WRITTEN TASK ::
The data below needs to be returned exactly, line for line.

DATA ::

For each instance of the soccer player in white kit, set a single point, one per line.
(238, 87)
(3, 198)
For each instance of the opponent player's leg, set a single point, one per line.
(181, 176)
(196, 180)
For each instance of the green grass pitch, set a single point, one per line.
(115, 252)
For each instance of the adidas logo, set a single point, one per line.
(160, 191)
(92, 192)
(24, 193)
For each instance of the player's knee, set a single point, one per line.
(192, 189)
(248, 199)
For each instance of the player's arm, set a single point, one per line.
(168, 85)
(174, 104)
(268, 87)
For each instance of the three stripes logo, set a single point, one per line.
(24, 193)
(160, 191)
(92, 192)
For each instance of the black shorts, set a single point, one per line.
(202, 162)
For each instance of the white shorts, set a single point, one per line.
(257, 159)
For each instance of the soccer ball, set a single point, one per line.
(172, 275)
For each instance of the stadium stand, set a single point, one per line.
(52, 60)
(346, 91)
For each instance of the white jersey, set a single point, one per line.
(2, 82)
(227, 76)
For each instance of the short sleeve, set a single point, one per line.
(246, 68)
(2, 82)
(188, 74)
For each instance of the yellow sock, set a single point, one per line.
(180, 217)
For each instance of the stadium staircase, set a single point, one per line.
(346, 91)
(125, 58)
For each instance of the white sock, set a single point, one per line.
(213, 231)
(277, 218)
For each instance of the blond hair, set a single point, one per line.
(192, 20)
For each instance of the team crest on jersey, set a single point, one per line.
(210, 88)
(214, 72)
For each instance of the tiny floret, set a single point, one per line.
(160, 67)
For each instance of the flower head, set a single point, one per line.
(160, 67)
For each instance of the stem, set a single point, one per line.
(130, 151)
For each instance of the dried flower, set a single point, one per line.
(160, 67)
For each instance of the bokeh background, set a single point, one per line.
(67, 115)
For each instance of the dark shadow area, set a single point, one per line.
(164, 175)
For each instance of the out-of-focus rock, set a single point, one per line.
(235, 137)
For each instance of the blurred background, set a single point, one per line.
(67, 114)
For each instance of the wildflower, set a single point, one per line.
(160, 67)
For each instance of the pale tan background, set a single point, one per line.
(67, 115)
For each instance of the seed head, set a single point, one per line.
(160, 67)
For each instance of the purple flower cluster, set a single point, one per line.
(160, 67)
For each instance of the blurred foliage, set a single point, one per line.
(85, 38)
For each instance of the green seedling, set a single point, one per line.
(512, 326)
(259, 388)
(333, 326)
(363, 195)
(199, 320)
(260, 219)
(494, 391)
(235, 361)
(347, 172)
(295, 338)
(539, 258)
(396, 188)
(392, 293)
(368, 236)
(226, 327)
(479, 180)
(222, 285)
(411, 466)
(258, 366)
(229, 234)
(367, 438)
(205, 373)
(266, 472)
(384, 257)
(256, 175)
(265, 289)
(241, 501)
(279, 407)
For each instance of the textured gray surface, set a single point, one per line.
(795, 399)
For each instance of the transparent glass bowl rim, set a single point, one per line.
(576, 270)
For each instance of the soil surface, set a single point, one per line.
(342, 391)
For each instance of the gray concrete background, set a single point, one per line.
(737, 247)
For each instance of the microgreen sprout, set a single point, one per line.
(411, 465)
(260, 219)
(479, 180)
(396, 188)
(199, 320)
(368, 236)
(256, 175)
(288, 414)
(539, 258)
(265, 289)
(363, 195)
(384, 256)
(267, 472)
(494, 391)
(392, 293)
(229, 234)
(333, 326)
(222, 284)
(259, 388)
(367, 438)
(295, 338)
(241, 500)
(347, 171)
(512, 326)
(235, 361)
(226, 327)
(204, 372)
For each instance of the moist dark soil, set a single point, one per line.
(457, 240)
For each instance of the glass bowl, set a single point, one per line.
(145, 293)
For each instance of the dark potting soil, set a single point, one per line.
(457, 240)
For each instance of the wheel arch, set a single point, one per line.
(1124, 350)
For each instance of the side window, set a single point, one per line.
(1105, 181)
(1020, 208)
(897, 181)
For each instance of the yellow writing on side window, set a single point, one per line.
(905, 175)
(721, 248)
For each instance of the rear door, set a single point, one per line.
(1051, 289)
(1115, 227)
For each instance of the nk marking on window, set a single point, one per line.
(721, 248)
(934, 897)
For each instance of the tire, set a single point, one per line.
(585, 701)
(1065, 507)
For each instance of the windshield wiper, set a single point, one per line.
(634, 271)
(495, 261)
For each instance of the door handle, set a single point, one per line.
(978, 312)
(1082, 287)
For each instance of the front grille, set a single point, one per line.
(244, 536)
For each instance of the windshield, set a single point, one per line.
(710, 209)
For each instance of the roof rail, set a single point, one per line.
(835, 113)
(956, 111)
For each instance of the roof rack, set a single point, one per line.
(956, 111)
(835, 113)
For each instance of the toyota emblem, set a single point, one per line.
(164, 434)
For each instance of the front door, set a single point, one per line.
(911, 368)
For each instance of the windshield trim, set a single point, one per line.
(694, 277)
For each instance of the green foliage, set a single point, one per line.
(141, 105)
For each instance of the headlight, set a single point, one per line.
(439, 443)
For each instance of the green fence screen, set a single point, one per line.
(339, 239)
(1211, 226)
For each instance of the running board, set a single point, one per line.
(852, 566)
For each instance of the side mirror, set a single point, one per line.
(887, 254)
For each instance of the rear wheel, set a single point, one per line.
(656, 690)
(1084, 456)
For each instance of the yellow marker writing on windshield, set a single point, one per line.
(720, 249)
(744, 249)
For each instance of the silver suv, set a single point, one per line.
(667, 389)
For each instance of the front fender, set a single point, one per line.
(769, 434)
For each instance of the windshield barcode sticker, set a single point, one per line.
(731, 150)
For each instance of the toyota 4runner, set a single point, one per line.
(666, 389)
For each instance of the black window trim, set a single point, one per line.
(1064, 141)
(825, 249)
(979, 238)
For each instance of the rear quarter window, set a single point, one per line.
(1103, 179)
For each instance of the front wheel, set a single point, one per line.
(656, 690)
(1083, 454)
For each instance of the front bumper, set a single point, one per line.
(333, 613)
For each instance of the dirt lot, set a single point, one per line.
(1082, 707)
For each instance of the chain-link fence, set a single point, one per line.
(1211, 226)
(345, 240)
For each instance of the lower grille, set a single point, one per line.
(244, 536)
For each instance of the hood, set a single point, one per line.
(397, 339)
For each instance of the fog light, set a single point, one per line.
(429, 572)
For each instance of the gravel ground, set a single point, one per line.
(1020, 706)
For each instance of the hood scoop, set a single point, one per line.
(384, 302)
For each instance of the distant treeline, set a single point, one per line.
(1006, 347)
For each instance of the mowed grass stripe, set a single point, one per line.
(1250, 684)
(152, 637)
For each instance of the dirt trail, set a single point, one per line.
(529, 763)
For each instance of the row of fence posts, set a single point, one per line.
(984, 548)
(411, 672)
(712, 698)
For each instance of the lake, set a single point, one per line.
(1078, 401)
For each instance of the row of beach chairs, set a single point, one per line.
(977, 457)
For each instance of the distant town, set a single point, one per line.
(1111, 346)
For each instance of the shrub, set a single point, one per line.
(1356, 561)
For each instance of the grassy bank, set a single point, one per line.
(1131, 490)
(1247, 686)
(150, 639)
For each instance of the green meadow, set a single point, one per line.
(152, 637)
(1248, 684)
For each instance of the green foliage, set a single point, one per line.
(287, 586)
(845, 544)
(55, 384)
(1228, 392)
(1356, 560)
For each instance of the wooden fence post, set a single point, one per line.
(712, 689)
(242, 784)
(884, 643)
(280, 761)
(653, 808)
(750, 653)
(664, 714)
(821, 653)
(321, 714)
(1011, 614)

SOLUTION BELOW ::
For each instance of the soccer player in white kit, set a single point, one per line.
(238, 87)
(3, 198)
For each instance of the opponent player's leg, set a single point, one per line.
(181, 176)
(196, 180)
For each instance of the green grass pitch, set a single point, one per line.
(115, 252)
For each instance of the adidas logo, set a single point, one per line.
(160, 191)
(92, 192)
(24, 193)
For each instance of the player's knee, set a single point, one per line.
(192, 189)
(248, 199)
For each instance of the player's arm, set a single point, one per line.
(168, 85)
(174, 104)
(268, 87)
For each instance of the three stripes logo, set a single point, one per line.
(24, 193)
(160, 191)
(92, 192)
For each instance of the black shorts, set a single point, one per line.
(202, 162)
For each instance of the white shorts, set a single point, one per line.
(257, 159)
For each instance of the soccer ball, set a single point, one per line.
(172, 275)
For each instance of the stadium stand, set a single point, one per line.
(52, 60)
(346, 91)
For each instance of the white jersey, set a single point, one per line.
(2, 82)
(227, 76)
For each instance of the short sleeve, set a single point, one per line.
(246, 68)
(2, 82)
(188, 74)
For each instance of the yellow sock, set a single point, one per line.
(180, 217)
For each instance of the stadium staircase, set a single point, one per line.
(346, 91)
(125, 58)
For each instance of the white sock, set a single point, one per line.
(213, 231)
(277, 218)
For each instance of the blond hair, set a single point, one per line.
(192, 20)
For each instance of the team crest on jersey, set a single point, one per line.
(210, 88)
(214, 72)
For each instance of the tiny floret, set a single point, one per line.
(160, 67)
For each instance of the flower head, set a single point, one per line.
(160, 67)
For each instance of the stem, set a single point, one per line.
(130, 151)
For each instance of the dried flower, set a single point, one per line.
(160, 67)
For each instance of the bokeh background, set a single point, one per line.
(67, 115)
For each instance of the dark shadow area, set a single point, one per line.
(164, 175)
For each instance of the out-of-focus rock, set a single point, one per line.
(235, 137)
For each instance of the blurred background, set a single point, one per line.
(67, 114)
For each instance of the wildflower, set a single point, one per line.
(160, 67)
For each instance of the pale tan background, set a single point, one per line.
(67, 115)
For each instance of the seed head, set a single point, one per line.
(160, 67)
For each instance of the purple flower cluster, set a single point, one per line.
(160, 67)
For each instance of the blurred foliage, set a single point, one per line.
(85, 38)
For each instance of the green seedling, set a single point, one per line.
(512, 326)
(259, 388)
(333, 326)
(363, 195)
(199, 320)
(260, 219)
(494, 391)
(235, 361)
(347, 172)
(295, 338)
(539, 258)
(396, 188)
(392, 293)
(368, 236)
(226, 327)
(479, 180)
(222, 285)
(411, 466)
(258, 366)
(229, 234)
(367, 438)
(205, 373)
(266, 472)
(384, 257)
(256, 175)
(265, 289)
(241, 501)
(279, 407)
For each instance of the textured gray surface, set a single point, one per line.
(795, 399)
For each instance of the transparent glass bowl rim, set a single point, one per line.
(576, 270)
For each instance of the soil surface, set a single point, one per line.
(342, 391)
For each instance of the gray concrete background, set a single point, one per line.
(737, 247)
For each instance of the microgreen sprout, set a single point, one per line.
(411, 465)
(260, 219)
(479, 180)
(396, 188)
(199, 320)
(368, 236)
(256, 175)
(288, 414)
(539, 258)
(265, 289)
(363, 195)
(384, 256)
(267, 472)
(494, 391)
(392, 293)
(229, 234)
(333, 326)
(222, 284)
(259, 388)
(367, 438)
(295, 338)
(241, 500)
(347, 171)
(512, 326)
(235, 361)
(226, 327)
(204, 372)
For each instance of the moist dark soil, set a single point, one per line.
(457, 240)
For each instance of the glass bowl, set a single point, one per line.
(145, 293)
For each instance of the dark potting soil, set a single point, one per line.
(457, 240)
For each instance of the wheel arch, set a single point, one per line.
(1124, 350)
For each instance of the side window, set a single point, one per line.
(1105, 181)
(1020, 208)
(897, 181)
For each instance of the yellow writing on side window, set a single point, one per line.
(905, 175)
(721, 248)
For each instance of the rear door, set a single point, one per line.
(1051, 289)
(1115, 227)
For each instance of the nk marking on window, set a single point, one per line.
(721, 248)
(934, 897)
For each instance of the tire, set a single point, one per line.
(585, 701)
(1065, 507)
For each instance of the windshield wiper, set a single point, one per line.
(634, 271)
(495, 261)
For each instance of the door handle, set a single point, one per line.
(978, 312)
(1082, 287)
For each instance of the front grille, set a single point, one per line.
(244, 536)
For each instance of the windshield, set a single point, one per line.
(710, 209)
For each instance of the roof rail, set a single point, one per line.
(835, 113)
(956, 111)
For each instance of the roof rack, set a single point, one per line.
(956, 111)
(835, 113)
For each instance of the toyota emblem, set a single point, one per line.
(164, 434)
For each instance of the front door, set a single point, one per line.
(911, 368)
For each instance of the windshield trim, set a single point, one per line.
(694, 277)
For each instance of the green foliage, set a single point, one per line.
(141, 105)
For each instance of the headlight, set a single point, one per line.
(439, 443)
For each instance of the green fence screen, set a single point, one per line.
(339, 239)
(1211, 226)
For each instance of the running board, set a single point, one per line.
(852, 566)
For each instance of the side mirror, set a single point, one per line.
(887, 254)
For each instance of the rear wheel, set a single point, one per line.
(656, 690)
(1084, 456)
For each instance of the yellow marker writing on windshield, set a single point, one per line.
(720, 249)
(744, 249)
For each instance of the silver suv, set a single point, one per line.
(667, 389)
For each instance of the front fender, set a single point, one per line.
(769, 434)
For each instance of the windshield barcode sticker, set a single point, one per line.
(731, 150)
For each instance of the toyota 4runner, set a single point, one per line.
(666, 389)
For each instance of the black window trim, set a single point, one per line.
(1064, 141)
(825, 249)
(979, 238)
For each instance of the rear quarter window, set a single point, one per line.
(1103, 179)
For each instance of the front wheel, set a single point, one per line.
(656, 690)
(1083, 454)
For each instance of the front bumper, set a single point, one per line.
(333, 613)
For each instance of the dirt lot, set a single point, one per line.
(1082, 707)
For each instance of the chain-link fence, set a single point, one per line.
(1211, 226)
(345, 240)
For each instance of the lower grille, set a single point, one per line.
(244, 536)
For each instance of the hood, set a single point, one per line.
(397, 339)
For each instance of the fog light, set a single point, one per line.
(429, 572)
For each instance of the gravel ground, set a single point, one per line.
(1020, 706)
For each instance of the hood scoop, set a single point, one per line.
(384, 302)
For each instance of the distant treeline, set a single point, one per line.
(1006, 347)
For each instance of the mowed grass stripe, set a single point, one per line.
(1250, 684)
(152, 637)
For each instance of the dirt trail, set a single point, one per line.
(529, 763)
For each instance of the row of fence posts, set a single point, one per line.
(984, 548)
(411, 672)
(712, 698)
For each instance of the lake, set a single point, one per line.
(1078, 401)
For each instance of the row of beach chairs, set a single point, one per line.
(977, 457)
For each instance of the distant town, set a single point, one per line.
(1111, 346)
For each instance of the shrub, set a single point, one per line.
(1356, 561)
For each instance of the grassy bank, set a single point, one per line.
(1131, 490)
(1247, 686)
(150, 639)
For each instance of the green meadow, set a single point, one per line.
(152, 637)
(1248, 684)
For each instance of the green foliage, set a single point, one per line.
(287, 586)
(845, 544)
(55, 384)
(1228, 392)
(1356, 560)
For each instance of the wooden fence post, set a single point, one per line.
(712, 689)
(242, 784)
(884, 643)
(280, 761)
(653, 808)
(750, 653)
(664, 714)
(821, 653)
(321, 714)
(1011, 614)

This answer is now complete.